What is expected. In the forum thread about the Neverwas Haul below, copy everything from "Las Vegas, NV" down to "them Steam Punker's....", and switch "nightmares" to "daydreams".

Extracted text.
********************

# The Neverwas Haul



## Paulus (May 31, 2008)

Is it a train? A trolley? A boat? A house? 
No, it is the Neverwas Haul!


----------



## vsmith (Jan 2, 2008)

Ahhh Burning Man, the last stand of the eccentric artists who know that art can also be fun. When I first saw this I thought Victorian Howl's Moving Castle, one of these years someone will show up with a full size walking replica of the Castle.


----------



## Dave Meashey (Jan 2, 2008)

Those of us who are old enough to remember the Howdy Doody show may also remember that Howdy traveled in a similarly confusing contraption. It combined the elements of a steam locomotive, an ocean liner, an airliner, and possibly other means of transportation. It has been over 50 years since I saw the thing, but I do remember that the front looked like a steam locomotive, the rear looked like the stern of an ocean liner, and there were wings - and possibly prop engines at about the middle of the contraption.

Fun stuff, David Meashey


----------



## Homo Habilis (Jul 29, 2011)

Could it be the Air-O-Doodle. There's also this model of http://www.google.com/imgres?...p;dur=1164 that's probably worth a dollar or two!

Man this makes me feel old!


----------



## BigRedOne (Dec 13, 2012)

"License and registration, please!"


----------



## Totalwrecker (Feb 26, 2009)

Is that Cowboy Bob and Clairabelle 
on the side of the Haul? 

I don't know nuttin and I duz it well.


----------



## Dave Meashey (Jan 2, 2008)

Thanks Mr. Habilis;

That is exactly the conveyance I remember.

Your Neanderthal fellow hobbiest, David Meashey


----------



## vsmith (Jan 2, 2008)

The Air-o-doodle?, wow... H-D's a bit before my time, I grew up on Thunderbirds and the Banana Splits. Here is a better pic, BTW this little piece of plastic was sold at auction 

...for $450.

PS If anyone didnt know what I was referring to above, this is Howl's Moving Castle from the Miyazaki movie;










Its a great movie BTW


----------



## Semper Vaporo (Jan 2, 2008)

Las Vegas, NV has a motto that "What happens in Vegas, stays in Vegas", (and someone here on MLS extrapolated that to apply to Diamondhead, MS the other day), but I seriously sometimes think that it should apply to nightmares, too.


----------



## djacobsen (Jul 20, 2011)

Love them Steam Punker's....
Some may say they're lost in their Victorian fantasies,
but they're being creative and doing more than just
hanging out on F.B. & Twitless....


----------



## Amber (Jul 29, 2011)

I've been contemplating making a steampunk version of a standard 1890s steam engine, like I don't already have enough other projects that aren't getting done...


----------



## toddalin (Jan 4, 2008)

Looks like an interpretation of the Hut of Baba Yaga.


----------



## toddalin (Jan 4, 2008)

Complete with music:

http://www.youtube.com/watch?v=XZaP...detailpage


----------

********************

Data entries.
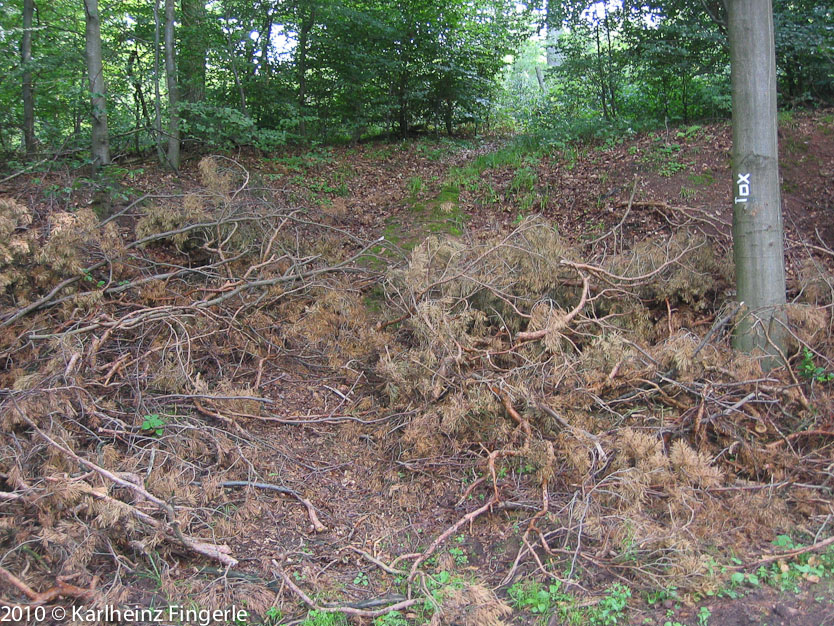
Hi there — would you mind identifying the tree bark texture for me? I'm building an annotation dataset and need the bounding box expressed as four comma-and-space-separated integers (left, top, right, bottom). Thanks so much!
179, 0, 207, 102
164, 0, 180, 170
84, 0, 110, 167
727, 0, 786, 360
20, 0, 35, 155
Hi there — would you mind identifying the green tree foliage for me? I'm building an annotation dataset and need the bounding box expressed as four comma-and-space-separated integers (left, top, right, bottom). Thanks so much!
503, 0, 834, 136
0, 0, 531, 154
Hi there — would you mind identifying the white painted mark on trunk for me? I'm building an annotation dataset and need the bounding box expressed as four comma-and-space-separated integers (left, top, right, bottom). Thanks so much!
736, 173, 750, 204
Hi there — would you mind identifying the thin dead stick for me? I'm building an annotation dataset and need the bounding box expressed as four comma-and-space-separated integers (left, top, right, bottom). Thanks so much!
562, 240, 701, 283
272, 559, 423, 619
408, 496, 498, 582
0, 567, 98, 606
765, 429, 834, 448
733, 535, 834, 569
15, 402, 238, 567
515, 276, 590, 342
220, 480, 327, 533
490, 387, 533, 443
348, 546, 406, 576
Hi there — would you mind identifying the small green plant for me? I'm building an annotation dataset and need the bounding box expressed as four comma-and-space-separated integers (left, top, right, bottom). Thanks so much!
408, 176, 425, 198
646, 587, 679, 605
657, 159, 687, 178
449, 547, 469, 566
263, 606, 284, 626
680, 186, 698, 200
374, 611, 408, 626
142, 413, 167, 437
792, 347, 834, 382
509, 167, 538, 194
301, 611, 348, 626
507, 582, 559, 614
507, 581, 572, 615
589, 583, 631, 626
675, 124, 702, 141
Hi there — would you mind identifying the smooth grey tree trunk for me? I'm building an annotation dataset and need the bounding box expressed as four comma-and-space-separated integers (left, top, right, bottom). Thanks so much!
165, 0, 180, 170
153, 0, 165, 164
20, 0, 35, 155
178, 0, 207, 103
726, 0, 786, 368
84, 0, 110, 168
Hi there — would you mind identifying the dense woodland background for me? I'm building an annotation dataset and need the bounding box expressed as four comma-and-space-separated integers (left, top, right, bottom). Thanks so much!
0, 0, 834, 165
0, 0, 834, 626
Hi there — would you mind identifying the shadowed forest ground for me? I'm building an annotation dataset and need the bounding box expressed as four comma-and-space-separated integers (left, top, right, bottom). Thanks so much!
0, 111, 834, 626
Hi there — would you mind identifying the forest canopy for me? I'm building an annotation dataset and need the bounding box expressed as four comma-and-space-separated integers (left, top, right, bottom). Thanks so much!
0, 0, 834, 158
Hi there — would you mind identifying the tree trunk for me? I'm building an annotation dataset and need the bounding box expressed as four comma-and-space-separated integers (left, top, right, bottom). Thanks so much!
295, 7, 316, 137
179, 0, 207, 102
726, 0, 786, 368
165, 0, 180, 170
226, 27, 249, 117
594, 24, 609, 120
84, 0, 110, 168
20, 0, 35, 155
127, 50, 152, 146
153, 0, 165, 164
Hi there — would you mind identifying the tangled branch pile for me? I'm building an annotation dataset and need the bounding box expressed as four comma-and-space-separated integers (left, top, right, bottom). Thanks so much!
377, 220, 834, 589
0, 159, 834, 623
0, 158, 386, 611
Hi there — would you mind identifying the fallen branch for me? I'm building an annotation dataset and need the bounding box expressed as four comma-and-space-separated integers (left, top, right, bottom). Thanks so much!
408, 497, 498, 582
220, 480, 327, 533
15, 402, 238, 567
272, 559, 423, 619
733, 535, 834, 570
0, 566, 98, 606
515, 276, 590, 342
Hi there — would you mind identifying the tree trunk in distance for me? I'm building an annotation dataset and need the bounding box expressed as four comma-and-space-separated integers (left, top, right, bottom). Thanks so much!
726, 0, 786, 369
84, 0, 110, 168
20, 0, 35, 155
295, 7, 316, 138
165, 0, 180, 170
153, 0, 165, 165
179, 0, 207, 102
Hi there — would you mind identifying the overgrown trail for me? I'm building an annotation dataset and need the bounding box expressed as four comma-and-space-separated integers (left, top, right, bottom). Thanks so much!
0, 112, 834, 626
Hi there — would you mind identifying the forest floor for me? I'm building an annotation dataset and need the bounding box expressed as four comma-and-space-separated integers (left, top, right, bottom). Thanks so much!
0, 111, 834, 626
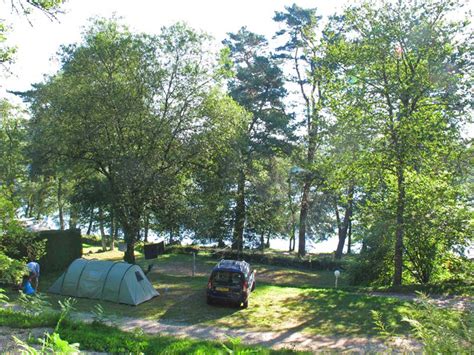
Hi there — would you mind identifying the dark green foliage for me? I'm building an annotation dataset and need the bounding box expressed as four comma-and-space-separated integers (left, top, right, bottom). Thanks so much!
166, 246, 348, 271
0, 308, 59, 328
39, 229, 82, 272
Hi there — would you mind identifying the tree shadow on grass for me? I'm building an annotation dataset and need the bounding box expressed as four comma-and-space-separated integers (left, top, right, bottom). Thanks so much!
287, 290, 408, 336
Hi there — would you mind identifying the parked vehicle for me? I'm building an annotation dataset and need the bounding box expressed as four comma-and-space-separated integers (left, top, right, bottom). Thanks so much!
207, 260, 255, 308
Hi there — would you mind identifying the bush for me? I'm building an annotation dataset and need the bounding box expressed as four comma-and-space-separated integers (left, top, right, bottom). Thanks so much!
404, 296, 474, 354
165, 245, 347, 271
38, 229, 82, 272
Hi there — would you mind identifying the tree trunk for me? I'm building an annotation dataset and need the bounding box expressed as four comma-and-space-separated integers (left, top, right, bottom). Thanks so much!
232, 171, 245, 251
347, 219, 352, 255
99, 207, 107, 251
57, 178, 64, 230
69, 207, 77, 229
335, 186, 354, 259
393, 164, 405, 286
86, 208, 94, 235
123, 241, 136, 264
298, 177, 311, 256
143, 213, 150, 243
121, 213, 140, 264
109, 210, 116, 250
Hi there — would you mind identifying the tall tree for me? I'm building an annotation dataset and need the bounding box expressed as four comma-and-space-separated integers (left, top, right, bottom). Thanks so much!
223, 27, 291, 250
342, 0, 472, 285
274, 4, 330, 256
26, 19, 224, 263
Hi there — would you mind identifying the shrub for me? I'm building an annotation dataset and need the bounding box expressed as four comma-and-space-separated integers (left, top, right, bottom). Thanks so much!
38, 229, 82, 272
404, 295, 474, 354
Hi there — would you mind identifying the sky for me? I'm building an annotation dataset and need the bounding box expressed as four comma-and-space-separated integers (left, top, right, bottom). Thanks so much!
0, 0, 350, 252
0, 0, 349, 94
0, 0, 474, 252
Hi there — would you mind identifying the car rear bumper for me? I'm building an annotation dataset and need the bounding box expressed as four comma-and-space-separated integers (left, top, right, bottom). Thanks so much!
207, 290, 248, 302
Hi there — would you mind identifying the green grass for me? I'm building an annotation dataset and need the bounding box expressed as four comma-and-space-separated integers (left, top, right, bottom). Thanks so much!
0, 251, 414, 336
0, 308, 59, 328
59, 322, 295, 354
0, 309, 296, 354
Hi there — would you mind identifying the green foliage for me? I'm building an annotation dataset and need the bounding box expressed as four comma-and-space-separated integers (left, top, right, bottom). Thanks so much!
38, 229, 82, 272
92, 303, 106, 323
403, 294, 474, 354
0, 252, 28, 285
0, 308, 59, 328
18, 291, 52, 316
0, 288, 9, 304
13, 295, 79, 355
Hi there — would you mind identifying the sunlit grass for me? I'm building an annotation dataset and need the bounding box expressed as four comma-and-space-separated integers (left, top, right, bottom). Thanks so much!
4, 251, 407, 335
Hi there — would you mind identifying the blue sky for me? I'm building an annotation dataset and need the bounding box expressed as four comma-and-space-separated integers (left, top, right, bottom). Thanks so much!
0, 0, 349, 95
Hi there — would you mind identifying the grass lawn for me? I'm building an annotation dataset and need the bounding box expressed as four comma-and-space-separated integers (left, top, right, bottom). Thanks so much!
0, 249, 414, 336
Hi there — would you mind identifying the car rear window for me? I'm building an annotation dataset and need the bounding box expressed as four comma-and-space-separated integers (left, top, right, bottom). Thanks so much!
212, 271, 243, 286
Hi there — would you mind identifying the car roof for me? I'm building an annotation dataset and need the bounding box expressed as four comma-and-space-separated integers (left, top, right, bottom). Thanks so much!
212, 259, 250, 273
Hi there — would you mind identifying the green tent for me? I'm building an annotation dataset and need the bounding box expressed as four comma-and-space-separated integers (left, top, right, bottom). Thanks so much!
48, 259, 159, 306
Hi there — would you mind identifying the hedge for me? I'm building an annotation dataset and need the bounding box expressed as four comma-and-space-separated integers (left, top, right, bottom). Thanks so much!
38, 229, 82, 272
165, 245, 347, 271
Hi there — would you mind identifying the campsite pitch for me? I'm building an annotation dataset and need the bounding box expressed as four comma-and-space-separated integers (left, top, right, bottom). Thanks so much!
31, 252, 409, 336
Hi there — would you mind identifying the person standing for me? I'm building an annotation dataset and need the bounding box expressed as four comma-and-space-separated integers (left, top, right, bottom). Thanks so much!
21, 275, 35, 296
26, 260, 40, 291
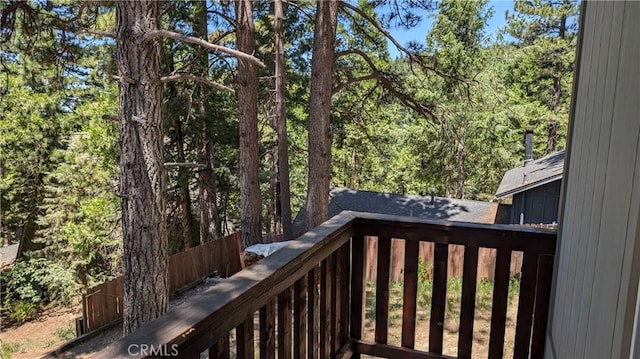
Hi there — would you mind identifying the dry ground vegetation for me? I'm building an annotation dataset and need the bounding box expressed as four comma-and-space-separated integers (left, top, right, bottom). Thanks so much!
363, 277, 520, 358
0, 268, 520, 359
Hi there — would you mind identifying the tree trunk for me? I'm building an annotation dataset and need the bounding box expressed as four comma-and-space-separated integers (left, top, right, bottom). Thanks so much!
349, 145, 358, 190
193, 1, 222, 243
235, 0, 262, 248
173, 116, 193, 249
456, 138, 467, 199
273, 0, 293, 241
545, 120, 559, 154
305, 0, 338, 229
197, 136, 221, 243
116, 0, 169, 335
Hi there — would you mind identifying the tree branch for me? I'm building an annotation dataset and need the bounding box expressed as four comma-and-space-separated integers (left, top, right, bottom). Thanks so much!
336, 49, 438, 118
340, 1, 472, 83
144, 30, 266, 67
331, 74, 378, 94
160, 74, 234, 93
102, 115, 120, 122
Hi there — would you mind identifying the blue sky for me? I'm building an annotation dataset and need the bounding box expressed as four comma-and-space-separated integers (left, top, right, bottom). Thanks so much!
389, 0, 513, 58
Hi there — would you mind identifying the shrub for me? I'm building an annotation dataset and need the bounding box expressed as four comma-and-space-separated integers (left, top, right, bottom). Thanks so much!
4, 258, 78, 306
55, 326, 76, 341
7, 301, 38, 324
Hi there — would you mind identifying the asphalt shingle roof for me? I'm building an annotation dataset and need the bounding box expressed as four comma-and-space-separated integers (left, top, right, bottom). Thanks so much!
294, 187, 498, 235
496, 150, 564, 198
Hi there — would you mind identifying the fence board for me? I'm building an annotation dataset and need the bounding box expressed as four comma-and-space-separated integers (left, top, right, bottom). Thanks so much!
85, 232, 242, 332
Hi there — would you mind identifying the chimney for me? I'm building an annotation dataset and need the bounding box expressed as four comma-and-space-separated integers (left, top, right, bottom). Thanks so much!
524, 127, 533, 166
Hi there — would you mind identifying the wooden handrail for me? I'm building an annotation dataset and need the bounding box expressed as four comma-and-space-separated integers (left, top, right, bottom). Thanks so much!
94, 211, 555, 358
94, 213, 355, 359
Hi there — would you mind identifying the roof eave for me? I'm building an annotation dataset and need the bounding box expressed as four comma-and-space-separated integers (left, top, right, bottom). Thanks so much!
496, 173, 562, 198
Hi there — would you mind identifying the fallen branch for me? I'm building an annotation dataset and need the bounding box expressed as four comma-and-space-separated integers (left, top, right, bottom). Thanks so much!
160, 74, 234, 93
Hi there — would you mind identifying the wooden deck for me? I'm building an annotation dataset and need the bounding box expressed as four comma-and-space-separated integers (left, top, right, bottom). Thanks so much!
96, 212, 556, 358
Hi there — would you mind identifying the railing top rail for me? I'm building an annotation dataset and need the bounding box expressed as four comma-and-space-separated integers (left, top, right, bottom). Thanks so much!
94, 211, 556, 358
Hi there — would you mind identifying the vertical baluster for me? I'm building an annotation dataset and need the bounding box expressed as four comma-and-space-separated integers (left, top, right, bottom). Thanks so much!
338, 242, 350, 348
331, 247, 342, 357
375, 237, 391, 344
350, 235, 365, 359
429, 243, 449, 354
489, 248, 511, 358
307, 266, 320, 358
402, 240, 420, 349
513, 252, 538, 358
531, 254, 553, 358
278, 287, 292, 359
259, 299, 276, 359
458, 246, 478, 358
209, 334, 229, 359
236, 314, 254, 358
320, 256, 334, 358
293, 275, 307, 359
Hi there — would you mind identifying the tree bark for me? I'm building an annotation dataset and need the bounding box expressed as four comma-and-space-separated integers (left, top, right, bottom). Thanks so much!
235, 0, 262, 248
116, 0, 169, 335
273, 0, 293, 240
197, 136, 221, 243
305, 0, 338, 229
173, 107, 193, 249
349, 145, 358, 190
193, 0, 222, 243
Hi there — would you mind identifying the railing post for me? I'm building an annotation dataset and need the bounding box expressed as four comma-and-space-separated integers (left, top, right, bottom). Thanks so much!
401, 240, 420, 349
375, 236, 391, 344
350, 234, 366, 359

********************

Expected answer.
Las Vegas, NV has a motto that "What happens in Vegas, stays in Vegas", (and someone here on MLS extrapolated that to apply to Diamondhead, MS the other day), but I seriously sometimes think that it should apply to daydreams, too.


----------



## djacobsen (Jul 20, 2011)

Love them Steam Punker's....